> **Aim**
Print the listing below line for line without changing any wording. Leave the pictures out of your copy.

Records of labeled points
— begin —

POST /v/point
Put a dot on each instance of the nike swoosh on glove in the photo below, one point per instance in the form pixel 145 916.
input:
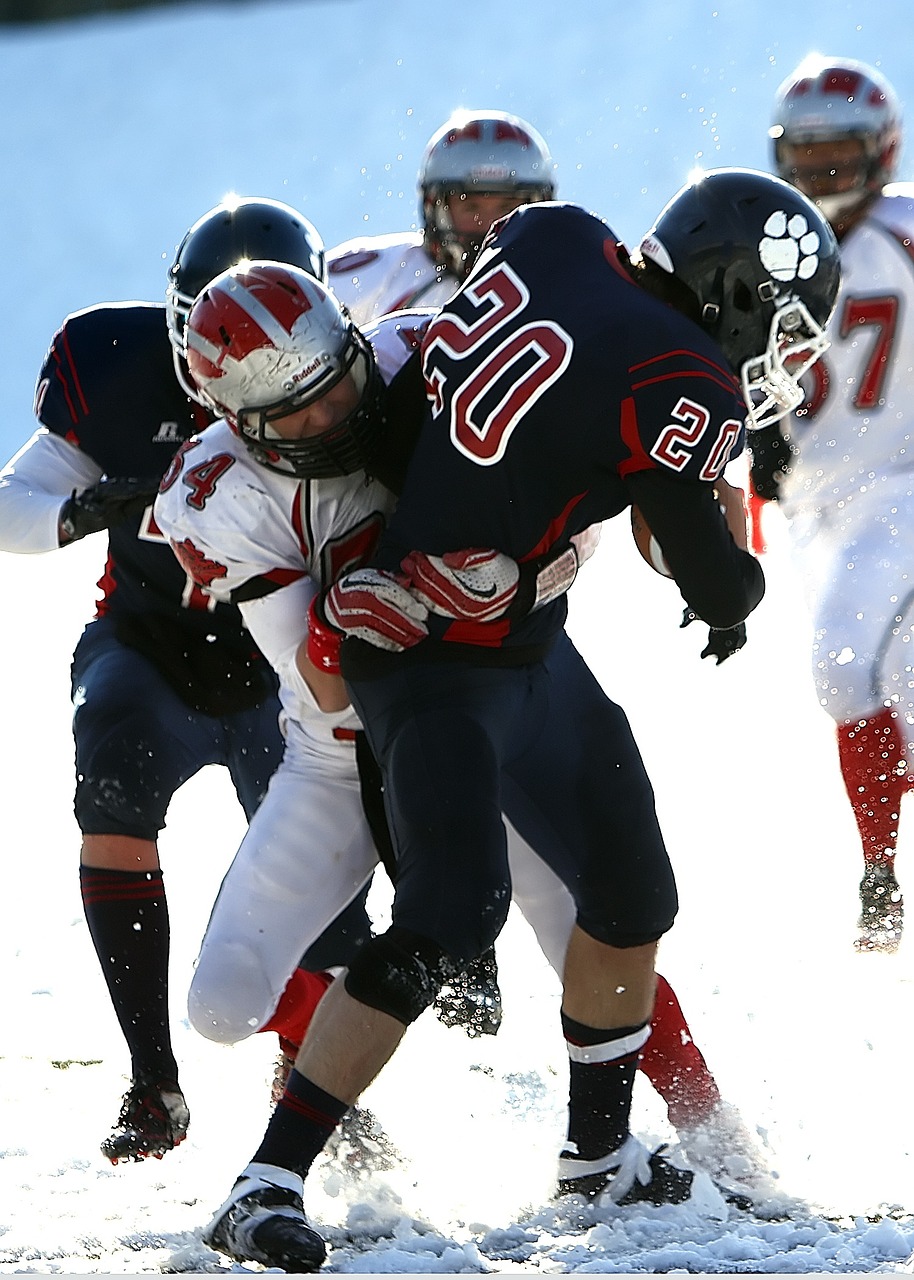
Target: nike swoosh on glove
pixel 722 641
pixel 476 585
pixel 374 606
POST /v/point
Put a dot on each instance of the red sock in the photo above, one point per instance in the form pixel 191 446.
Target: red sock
pixel 293 1013
pixel 673 1063
pixel 872 753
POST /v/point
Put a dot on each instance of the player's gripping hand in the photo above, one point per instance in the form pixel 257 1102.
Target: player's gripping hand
pixel 374 606
pixel 722 641
pixel 476 585
pixel 104 504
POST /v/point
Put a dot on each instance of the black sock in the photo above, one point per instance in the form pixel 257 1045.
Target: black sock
pixel 301 1124
pixel 602 1074
pixel 127 917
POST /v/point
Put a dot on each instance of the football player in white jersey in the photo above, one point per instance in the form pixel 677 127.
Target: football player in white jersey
pixel 476 168
pixel 265 521
pixel 841 469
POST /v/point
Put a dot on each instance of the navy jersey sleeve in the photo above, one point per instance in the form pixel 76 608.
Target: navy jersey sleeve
pixel 718 580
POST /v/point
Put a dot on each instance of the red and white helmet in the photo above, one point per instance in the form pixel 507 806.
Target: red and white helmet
pixel 489 152
pixel 265 339
pixel 830 100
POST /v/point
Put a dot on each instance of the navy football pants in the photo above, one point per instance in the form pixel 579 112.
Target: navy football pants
pixel 460 744
pixel 136 741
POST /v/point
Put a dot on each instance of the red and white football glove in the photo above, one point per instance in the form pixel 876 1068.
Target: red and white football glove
pixel 371 606
pixel 475 585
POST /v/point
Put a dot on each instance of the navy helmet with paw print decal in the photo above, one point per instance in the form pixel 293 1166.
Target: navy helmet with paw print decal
pixel 757 265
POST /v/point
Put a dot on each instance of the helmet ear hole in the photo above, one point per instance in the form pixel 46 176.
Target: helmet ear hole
pixel 743 298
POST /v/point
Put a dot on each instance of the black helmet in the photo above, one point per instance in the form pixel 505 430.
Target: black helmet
pixel 233 232
pixel 757 265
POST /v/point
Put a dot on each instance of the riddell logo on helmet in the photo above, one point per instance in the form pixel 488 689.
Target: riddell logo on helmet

— end —

> **Solution below**
POST /v/point
Put a dot on each instance of the nike swoosh on glove in the photo below, one point per instance in the form pixel 145 916.
input:
Target: nike swoosh on glove
pixel 722 641
pixel 476 585
pixel 374 606
POST /v/point
Put a dot on each instance of the red sock in the photo above, one point per instance in the form pixel 191 446.
Target: red sock
pixel 293 1013
pixel 673 1063
pixel 872 753
POST /v/point
Put a dot on each instance of the player's gripping hand in the photo above, one point per instance in the form pixel 257 1102.
Target: player's gripping hand
pixel 374 606
pixel 722 641
pixel 476 585
pixel 104 504
POST /v/point
Put a dot on each instance of the black sock in the photo above, one point per instance in the form pixel 257 1045.
Target: black sock
pixel 301 1124
pixel 602 1074
pixel 127 917
POST /v/point
Put a dot on each instance of the football player in white jersey in the photo above, one point per instance in the form pixel 677 127.
Target: football player in white jersey
pixel 476 168
pixel 265 521
pixel 841 469
POST /v/point
Put a dot on each instance of the navy jersey sleeve in the photo above, one point per instance in the form pixel 76 608.
Target: navy jersey sleeve
pixel 718 580
POST /v/point
Put a dot on each instance of the red and white helmet in the photo above, one point per instance in the form pixel 507 806.
Target: red and white helmet
pixel 489 152
pixel 265 339
pixel 830 100
POST /v/point
Put a dot on each instance of the navy football pants in the photo above, one point per instance in the form pixel 579 112.
Target: navy football pants
pixel 460 744
pixel 136 741
POST /v/point
Put a dot on each instance of the red and white football glove in the photo above, one point per instance in the form pixel 876 1068.
Target: red and white football glove
pixel 371 606
pixel 475 585
POST /v/point
Put a dot on each instance of the navy helmet with paw print decal in the photo above, one point per instance in the form pixel 293 1166.
Target: navy helmet with paw print decal
pixel 757 265
POST /v/point
Put a dot on each instance of the helmet ear hole in the photo above, one point per instance in the form pixel 46 176.
Target: helmet ear hole
pixel 743 298
POST /v/point
Put a dot on each instance of the black helmet in the photo above, one point per instance in the form pixel 505 430.
Target: black helmet
pixel 233 232
pixel 757 265
POST /v/point
Put a dot on each instance of the riddell logo on helmet in the photo above, one point per instance in the form pixel 488 689.
Target: riddell logo on helmet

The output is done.